A block of data
-------
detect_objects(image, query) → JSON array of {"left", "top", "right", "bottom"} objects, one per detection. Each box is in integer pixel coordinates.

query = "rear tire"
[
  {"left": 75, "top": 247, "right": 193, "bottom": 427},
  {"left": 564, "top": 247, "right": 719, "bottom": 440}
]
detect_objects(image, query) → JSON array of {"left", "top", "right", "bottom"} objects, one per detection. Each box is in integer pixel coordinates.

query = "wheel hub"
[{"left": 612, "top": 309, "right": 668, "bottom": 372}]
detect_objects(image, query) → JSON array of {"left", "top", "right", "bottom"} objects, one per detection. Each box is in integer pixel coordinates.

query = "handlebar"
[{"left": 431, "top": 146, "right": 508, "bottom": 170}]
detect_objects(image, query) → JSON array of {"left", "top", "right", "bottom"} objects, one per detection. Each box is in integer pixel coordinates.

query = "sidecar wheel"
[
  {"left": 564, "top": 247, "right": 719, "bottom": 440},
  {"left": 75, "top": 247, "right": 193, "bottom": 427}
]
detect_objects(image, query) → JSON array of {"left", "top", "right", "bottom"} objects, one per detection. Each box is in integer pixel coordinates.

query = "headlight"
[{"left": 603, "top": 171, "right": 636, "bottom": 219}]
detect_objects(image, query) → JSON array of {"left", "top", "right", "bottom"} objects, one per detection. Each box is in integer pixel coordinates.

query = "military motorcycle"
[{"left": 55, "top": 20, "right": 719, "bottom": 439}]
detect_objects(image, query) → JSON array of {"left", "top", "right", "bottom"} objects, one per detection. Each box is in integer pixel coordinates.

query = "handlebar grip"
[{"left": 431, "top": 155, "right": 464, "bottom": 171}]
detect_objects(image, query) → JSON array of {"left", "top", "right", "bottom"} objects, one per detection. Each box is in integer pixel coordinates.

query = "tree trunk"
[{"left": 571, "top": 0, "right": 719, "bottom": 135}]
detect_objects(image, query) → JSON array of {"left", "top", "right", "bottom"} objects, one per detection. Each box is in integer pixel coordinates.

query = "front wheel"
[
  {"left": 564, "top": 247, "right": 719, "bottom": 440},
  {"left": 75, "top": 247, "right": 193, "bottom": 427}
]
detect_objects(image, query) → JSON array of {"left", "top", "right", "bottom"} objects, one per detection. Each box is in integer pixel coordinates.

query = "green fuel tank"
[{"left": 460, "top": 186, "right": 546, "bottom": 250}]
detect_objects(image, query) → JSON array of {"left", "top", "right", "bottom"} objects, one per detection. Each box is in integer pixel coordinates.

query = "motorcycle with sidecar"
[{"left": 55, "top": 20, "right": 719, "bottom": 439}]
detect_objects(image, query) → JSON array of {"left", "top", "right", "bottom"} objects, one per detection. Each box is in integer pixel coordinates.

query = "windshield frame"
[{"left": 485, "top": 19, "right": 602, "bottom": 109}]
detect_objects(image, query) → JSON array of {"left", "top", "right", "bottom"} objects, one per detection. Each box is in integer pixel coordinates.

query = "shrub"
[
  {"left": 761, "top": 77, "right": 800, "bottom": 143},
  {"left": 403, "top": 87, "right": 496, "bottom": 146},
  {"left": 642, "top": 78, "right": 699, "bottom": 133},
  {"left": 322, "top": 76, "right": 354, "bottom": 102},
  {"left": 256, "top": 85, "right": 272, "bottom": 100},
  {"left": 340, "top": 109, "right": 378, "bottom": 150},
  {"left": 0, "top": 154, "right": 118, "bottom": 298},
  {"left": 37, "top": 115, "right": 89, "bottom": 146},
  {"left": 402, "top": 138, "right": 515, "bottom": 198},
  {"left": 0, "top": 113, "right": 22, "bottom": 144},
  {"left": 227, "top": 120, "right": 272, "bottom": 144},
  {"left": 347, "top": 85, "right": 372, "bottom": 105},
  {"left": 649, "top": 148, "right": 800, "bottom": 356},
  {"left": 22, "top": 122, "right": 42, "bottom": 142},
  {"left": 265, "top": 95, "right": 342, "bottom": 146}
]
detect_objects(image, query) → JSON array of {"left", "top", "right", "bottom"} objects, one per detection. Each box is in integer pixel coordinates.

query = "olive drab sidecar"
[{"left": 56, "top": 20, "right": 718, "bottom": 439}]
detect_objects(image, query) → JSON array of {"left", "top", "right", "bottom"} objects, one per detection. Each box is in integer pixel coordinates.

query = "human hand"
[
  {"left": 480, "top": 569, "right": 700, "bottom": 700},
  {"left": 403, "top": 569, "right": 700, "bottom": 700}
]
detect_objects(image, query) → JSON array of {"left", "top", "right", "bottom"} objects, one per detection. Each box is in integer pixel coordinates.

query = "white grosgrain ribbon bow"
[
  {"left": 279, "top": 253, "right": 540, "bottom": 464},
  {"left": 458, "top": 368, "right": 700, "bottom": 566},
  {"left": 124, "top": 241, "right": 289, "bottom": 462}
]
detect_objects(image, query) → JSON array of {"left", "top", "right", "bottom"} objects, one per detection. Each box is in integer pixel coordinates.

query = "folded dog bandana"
-------
# WRITTEN TASK:
Which lines in the entries above contain the word "motorcycle"? Select each of them and copy it out in full.

# SOLUTION FOR THIS TASK:
query = "military motorcycle"
query = "motorcycle with sidecar"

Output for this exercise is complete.